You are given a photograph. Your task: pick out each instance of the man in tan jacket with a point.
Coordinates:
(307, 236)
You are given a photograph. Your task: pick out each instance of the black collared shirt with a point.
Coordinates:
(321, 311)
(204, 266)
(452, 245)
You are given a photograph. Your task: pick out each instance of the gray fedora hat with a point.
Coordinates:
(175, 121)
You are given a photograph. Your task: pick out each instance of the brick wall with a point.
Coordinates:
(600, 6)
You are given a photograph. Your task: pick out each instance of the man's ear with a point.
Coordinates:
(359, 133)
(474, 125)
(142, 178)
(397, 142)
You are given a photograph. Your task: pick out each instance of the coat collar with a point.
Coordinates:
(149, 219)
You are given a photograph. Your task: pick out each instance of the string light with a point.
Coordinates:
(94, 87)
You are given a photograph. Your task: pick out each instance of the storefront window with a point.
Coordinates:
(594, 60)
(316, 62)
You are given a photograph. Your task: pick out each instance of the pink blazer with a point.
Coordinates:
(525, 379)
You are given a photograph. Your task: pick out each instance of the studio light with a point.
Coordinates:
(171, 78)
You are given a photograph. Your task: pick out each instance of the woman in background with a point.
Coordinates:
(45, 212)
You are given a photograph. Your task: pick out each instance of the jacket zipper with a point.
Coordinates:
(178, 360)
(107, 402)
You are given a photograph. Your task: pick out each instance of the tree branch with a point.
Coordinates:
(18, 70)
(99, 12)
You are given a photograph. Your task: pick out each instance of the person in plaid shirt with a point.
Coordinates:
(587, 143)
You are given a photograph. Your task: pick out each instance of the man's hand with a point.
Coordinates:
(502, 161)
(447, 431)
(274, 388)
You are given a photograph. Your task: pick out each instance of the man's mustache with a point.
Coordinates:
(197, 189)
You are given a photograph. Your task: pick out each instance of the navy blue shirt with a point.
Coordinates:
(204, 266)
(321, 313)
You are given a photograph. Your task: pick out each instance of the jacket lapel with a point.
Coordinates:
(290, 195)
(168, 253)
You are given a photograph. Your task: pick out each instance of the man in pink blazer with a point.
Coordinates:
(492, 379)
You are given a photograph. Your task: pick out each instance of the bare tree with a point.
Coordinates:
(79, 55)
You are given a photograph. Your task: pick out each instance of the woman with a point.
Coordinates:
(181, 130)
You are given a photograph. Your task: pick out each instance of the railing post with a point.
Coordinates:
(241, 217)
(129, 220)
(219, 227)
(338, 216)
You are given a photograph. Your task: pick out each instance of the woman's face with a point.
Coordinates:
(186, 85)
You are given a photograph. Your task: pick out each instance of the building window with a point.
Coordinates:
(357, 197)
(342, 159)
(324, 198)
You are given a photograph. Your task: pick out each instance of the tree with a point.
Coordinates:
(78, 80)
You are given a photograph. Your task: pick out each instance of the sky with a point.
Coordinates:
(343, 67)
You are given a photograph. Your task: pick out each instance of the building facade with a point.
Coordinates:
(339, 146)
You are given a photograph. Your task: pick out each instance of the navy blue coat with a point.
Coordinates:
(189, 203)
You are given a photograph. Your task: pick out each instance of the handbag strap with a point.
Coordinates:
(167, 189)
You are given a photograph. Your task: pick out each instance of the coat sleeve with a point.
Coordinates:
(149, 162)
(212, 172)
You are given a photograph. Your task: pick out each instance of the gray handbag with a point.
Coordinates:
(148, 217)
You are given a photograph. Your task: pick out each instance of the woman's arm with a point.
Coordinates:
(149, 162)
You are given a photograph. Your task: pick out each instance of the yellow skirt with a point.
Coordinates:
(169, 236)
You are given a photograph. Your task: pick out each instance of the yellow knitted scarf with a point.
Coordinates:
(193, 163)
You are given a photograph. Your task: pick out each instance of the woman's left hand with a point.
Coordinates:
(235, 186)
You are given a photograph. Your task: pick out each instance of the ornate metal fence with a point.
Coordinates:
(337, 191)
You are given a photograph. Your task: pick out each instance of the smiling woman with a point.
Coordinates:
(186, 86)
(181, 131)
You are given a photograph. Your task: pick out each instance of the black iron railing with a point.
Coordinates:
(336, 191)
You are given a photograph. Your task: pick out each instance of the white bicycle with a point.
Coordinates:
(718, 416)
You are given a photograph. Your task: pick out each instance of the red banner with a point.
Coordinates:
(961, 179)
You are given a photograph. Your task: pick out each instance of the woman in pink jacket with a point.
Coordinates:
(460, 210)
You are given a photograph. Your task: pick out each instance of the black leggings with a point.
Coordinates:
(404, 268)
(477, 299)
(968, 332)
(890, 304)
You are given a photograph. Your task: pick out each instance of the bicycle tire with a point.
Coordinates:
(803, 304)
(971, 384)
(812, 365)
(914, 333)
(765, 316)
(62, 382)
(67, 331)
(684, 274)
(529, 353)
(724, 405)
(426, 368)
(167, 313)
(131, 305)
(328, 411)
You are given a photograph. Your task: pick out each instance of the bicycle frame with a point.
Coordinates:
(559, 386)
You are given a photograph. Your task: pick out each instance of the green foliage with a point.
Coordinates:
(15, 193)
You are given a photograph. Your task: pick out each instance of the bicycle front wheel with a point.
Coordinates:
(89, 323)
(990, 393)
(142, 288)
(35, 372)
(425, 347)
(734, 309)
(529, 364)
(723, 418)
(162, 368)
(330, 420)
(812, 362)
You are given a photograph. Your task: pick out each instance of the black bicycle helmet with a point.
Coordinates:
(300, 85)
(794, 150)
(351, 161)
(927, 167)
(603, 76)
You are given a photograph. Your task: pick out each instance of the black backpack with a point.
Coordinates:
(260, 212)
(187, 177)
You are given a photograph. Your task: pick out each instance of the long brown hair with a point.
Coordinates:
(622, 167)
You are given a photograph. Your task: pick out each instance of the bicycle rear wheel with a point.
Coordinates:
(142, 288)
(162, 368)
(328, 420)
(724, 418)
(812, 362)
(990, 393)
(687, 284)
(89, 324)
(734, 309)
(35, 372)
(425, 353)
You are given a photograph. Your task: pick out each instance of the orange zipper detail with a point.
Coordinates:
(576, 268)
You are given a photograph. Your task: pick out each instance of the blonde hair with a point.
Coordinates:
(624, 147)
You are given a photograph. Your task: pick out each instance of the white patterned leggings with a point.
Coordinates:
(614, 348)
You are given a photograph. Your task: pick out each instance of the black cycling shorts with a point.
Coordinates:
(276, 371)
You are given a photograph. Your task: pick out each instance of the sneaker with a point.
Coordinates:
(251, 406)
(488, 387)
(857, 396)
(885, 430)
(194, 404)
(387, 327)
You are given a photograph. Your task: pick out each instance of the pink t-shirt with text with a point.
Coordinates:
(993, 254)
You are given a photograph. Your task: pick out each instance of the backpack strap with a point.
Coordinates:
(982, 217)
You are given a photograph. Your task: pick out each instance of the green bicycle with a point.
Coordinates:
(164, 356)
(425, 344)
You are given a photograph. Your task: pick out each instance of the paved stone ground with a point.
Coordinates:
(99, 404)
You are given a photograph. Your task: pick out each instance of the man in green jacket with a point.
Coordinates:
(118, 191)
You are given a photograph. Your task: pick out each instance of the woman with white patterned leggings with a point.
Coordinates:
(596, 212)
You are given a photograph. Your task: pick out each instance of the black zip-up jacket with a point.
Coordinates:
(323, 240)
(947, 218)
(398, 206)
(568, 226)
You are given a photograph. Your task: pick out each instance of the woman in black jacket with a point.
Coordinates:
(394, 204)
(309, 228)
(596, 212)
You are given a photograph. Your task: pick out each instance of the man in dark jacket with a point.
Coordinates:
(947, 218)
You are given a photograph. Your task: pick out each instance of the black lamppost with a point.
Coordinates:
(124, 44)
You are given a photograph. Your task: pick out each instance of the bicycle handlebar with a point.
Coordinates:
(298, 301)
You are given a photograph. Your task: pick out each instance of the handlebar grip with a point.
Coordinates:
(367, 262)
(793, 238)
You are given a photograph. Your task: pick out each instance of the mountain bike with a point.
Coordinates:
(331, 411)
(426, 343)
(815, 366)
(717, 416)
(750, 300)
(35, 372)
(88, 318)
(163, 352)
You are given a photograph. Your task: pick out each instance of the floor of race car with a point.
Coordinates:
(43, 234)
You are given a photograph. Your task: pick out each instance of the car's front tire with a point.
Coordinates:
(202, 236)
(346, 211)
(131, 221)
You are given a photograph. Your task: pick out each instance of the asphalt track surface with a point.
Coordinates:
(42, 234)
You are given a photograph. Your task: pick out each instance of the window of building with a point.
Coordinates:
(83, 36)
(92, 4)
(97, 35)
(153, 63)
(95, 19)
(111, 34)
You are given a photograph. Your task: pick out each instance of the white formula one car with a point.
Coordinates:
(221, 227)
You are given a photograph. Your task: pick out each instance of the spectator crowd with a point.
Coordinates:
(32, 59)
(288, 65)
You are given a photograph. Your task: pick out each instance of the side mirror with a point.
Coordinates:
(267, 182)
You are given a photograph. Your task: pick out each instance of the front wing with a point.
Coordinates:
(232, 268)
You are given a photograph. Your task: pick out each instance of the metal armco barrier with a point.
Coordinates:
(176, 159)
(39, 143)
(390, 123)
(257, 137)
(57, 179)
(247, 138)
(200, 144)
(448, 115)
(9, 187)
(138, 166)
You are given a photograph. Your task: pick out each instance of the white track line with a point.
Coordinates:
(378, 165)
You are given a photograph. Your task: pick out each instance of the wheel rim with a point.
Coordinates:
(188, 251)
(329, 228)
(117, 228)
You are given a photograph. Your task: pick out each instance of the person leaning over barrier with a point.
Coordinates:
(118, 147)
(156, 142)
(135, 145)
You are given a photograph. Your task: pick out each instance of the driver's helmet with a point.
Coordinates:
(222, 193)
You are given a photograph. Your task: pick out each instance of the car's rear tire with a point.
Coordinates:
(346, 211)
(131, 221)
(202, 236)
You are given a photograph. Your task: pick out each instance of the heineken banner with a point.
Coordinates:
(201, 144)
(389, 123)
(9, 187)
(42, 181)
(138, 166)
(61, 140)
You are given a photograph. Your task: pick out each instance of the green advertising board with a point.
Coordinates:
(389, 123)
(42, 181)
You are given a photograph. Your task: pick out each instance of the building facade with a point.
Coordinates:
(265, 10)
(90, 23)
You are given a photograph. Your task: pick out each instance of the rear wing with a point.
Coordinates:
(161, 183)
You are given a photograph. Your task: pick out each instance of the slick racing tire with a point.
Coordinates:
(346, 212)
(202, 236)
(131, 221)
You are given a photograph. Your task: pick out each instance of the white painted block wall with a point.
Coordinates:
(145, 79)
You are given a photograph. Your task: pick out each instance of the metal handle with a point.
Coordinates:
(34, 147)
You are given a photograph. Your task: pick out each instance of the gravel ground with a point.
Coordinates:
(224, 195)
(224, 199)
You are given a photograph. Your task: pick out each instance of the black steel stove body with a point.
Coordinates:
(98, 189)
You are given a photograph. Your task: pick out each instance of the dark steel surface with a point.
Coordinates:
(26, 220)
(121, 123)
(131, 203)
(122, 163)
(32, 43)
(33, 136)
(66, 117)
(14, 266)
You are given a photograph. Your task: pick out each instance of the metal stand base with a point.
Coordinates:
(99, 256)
----------------
● Exercise brief:
Give back, exactly and with nothing added, the lines from the line containing "gravel ground with a point." through the final line of the records above, both of them included.

● Output for this task:
You are given a photograph. Your task: pick out each instance of the gravel ground with a point.
Coordinates:
(224, 195)
(224, 199)
You are given a photograph. Your task: pick out each instance of the black steel stove body with a point.
Coordinates:
(98, 189)
You are given a photograph. Your task: pick out each instance of the dark steel surface with a point.
Coordinates:
(26, 220)
(121, 123)
(131, 203)
(122, 163)
(32, 43)
(33, 136)
(66, 117)
(14, 266)
You are given a photograph. Your task: pick out each instance of the metal stand base with a point.
Coordinates:
(99, 256)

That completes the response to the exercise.